===== Text excerpt =====

Donor Spotlight: Randy Raymond
Randy has been a longtime supporter of Sun Devil Athletics and the Sun Devil Softball program. His support has assisted in many areas including student-athlete scholarships and team financial needs. We caught up with Randy and asked him a few questions about why he supports Sun Devil Athletics:
In what ways are you connected to ASU? I visited campus on a Junior High School field trip in 1974 and from that day on I wanted to attend ASU. Undergraduate school at ASU didn’t materialize for me but I was able to attend graduate school at ASU. I received my MBA in 1992 after attending class as a full-time student 1990-1992. I completely immersed myself in the college experience in those two years as a graduate student.
What does it mean to you to be a Sun Devil and be a part of the Sun Devil Family? This is an interesting question to answer. It’s an emotional answer from a normally very logical Spock-like person. Being a part of the Sun Devil Family feels like I’ve never left school and that I am still in that immersion of the college experience from graduate school. I’m back on campus a lot for games. Being back on campus feels like home. Doing things with the softball team feels like family. Talking with the other fans in my section feels like old familiar friends since we’ve all been sitting together for at least 10 years. I’ll still have the occasional beers and wings at the Vine which is a throw-back experience to grad school.

===== Entries supplied =====

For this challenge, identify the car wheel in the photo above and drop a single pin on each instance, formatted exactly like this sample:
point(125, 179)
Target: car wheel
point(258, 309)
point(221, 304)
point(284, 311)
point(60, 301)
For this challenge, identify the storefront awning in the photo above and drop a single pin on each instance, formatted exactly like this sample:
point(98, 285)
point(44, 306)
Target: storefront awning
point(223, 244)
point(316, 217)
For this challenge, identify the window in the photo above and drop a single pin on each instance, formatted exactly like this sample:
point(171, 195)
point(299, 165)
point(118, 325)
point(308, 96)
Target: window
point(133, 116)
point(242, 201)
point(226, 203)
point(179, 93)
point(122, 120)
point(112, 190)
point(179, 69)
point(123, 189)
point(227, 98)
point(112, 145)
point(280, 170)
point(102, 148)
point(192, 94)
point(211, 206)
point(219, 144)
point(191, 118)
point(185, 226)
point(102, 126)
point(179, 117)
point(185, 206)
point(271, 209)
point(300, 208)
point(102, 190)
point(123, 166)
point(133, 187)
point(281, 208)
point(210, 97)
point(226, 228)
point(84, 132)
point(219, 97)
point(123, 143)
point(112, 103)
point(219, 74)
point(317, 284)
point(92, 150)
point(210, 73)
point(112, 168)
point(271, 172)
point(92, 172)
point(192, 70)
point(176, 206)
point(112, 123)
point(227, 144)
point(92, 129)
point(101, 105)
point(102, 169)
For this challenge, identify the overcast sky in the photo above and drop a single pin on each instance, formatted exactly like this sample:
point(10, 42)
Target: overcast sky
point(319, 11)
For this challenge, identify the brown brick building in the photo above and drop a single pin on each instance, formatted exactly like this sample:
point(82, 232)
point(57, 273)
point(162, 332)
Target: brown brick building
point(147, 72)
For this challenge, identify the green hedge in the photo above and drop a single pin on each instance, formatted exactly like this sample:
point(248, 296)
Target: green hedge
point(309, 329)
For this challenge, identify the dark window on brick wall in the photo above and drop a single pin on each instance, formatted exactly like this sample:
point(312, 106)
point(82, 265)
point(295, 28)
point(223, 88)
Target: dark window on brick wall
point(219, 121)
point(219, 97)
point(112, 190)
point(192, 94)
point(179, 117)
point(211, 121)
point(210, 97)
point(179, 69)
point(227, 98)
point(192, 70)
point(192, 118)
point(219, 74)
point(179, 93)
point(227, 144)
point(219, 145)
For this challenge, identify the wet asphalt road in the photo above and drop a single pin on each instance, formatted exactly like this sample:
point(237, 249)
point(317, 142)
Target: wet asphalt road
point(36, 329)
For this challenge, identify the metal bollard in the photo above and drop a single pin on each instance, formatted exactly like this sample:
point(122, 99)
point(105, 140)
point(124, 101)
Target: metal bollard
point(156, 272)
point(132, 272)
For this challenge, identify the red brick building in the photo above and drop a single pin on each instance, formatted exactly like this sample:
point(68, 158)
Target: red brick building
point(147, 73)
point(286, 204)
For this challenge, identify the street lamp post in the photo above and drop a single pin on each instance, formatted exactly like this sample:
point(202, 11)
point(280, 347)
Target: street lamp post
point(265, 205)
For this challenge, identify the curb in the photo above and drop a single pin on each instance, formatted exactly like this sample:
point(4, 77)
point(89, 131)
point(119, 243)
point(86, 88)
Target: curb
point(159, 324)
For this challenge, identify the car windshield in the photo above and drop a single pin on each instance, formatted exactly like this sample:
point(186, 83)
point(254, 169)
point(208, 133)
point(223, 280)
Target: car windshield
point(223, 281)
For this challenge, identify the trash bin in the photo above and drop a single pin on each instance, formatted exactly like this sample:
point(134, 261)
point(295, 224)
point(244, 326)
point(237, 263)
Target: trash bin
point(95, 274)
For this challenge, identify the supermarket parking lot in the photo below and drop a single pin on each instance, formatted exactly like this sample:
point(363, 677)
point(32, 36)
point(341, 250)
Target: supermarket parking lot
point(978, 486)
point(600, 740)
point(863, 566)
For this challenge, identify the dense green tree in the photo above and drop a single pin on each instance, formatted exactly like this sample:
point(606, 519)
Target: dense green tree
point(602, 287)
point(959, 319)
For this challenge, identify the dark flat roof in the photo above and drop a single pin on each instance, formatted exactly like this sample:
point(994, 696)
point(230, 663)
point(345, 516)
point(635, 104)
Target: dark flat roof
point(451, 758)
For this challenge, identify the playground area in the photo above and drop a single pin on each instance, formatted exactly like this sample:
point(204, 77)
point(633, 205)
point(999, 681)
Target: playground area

=====

Exercise instructions
#1 From the donor spotlight, extract the passage starting at "What does it" and ending at "to grad school.".
#2 Copy the entries word for word, starting at the beginning of the entries and ending at the line that contains "point(147, 72)", with both ends included.

Results by task
#1
What does it mean to you to be a Sun Devil and be a part of the Sun Devil Family? This is an interesting question to answer. It’s an emotional answer from a normally very logical Spock-like person. Being a part of the Sun Devil Family feels like I’ve never left school and that I am still in that immersion of the college experience from graduate school. I’m back on campus a lot for games. Being back on campus feels like home. Doing things with the softball team feels like family. Talking with the other fans in my section feels like old familiar friends since we’ve all been sitting together for at least 10 years. I’ll still have the occasional beers and wings at the Vine which is a throw-back experience to grad school.

#2
For this challenge, identify the car wheel in the photo above and drop a single pin on each instance, formatted exactly like this sample:
point(125, 179)
Target: car wheel
point(258, 309)
point(221, 304)
point(284, 311)
point(60, 301)
For this challenge, identify the storefront awning in the photo above and drop a single pin on each instance, formatted exactly like this sample:
point(98, 285)
point(44, 306)
Target: storefront awning
point(223, 244)
point(316, 217)
For this challenge, identify the window in the photo above and drop a single pin on each instance, formatted exactly like this sample:
point(171, 195)
point(299, 165)
point(118, 325)
point(308, 96)
Target: window
point(133, 116)
point(242, 201)
point(226, 203)
point(179, 93)
point(122, 120)
point(112, 190)
point(179, 69)
point(123, 189)
point(227, 98)
point(112, 145)
point(280, 170)
point(102, 148)
point(192, 94)
point(211, 206)
point(219, 144)
point(191, 118)
point(185, 226)
point(102, 126)
point(179, 117)
point(185, 206)
point(271, 209)
point(300, 208)
point(102, 190)
point(123, 166)
point(133, 187)
point(281, 208)
point(210, 97)
point(226, 228)
point(84, 132)
point(219, 97)
point(123, 143)
point(112, 103)
point(219, 74)
point(317, 284)
point(92, 150)
point(210, 73)
point(112, 168)
point(271, 172)
point(92, 172)
point(192, 70)
point(176, 206)
point(112, 123)
point(227, 144)
point(92, 129)
point(101, 105)
point(102, 169)
For this challenge, identify the overcast sky in the photo above and drop a single pin on each instance, formatted exactly like this sample:
point(10, 42)
Target: overcast sky
point(319, 11)
For this challenge, identify the brown brick building in the photo above and drop a single pin on each instance, formatted exactly like this sample:
point(82, 232)
point(57, 273)
point(162, 332)
Target: brown brick building
point(147, 72)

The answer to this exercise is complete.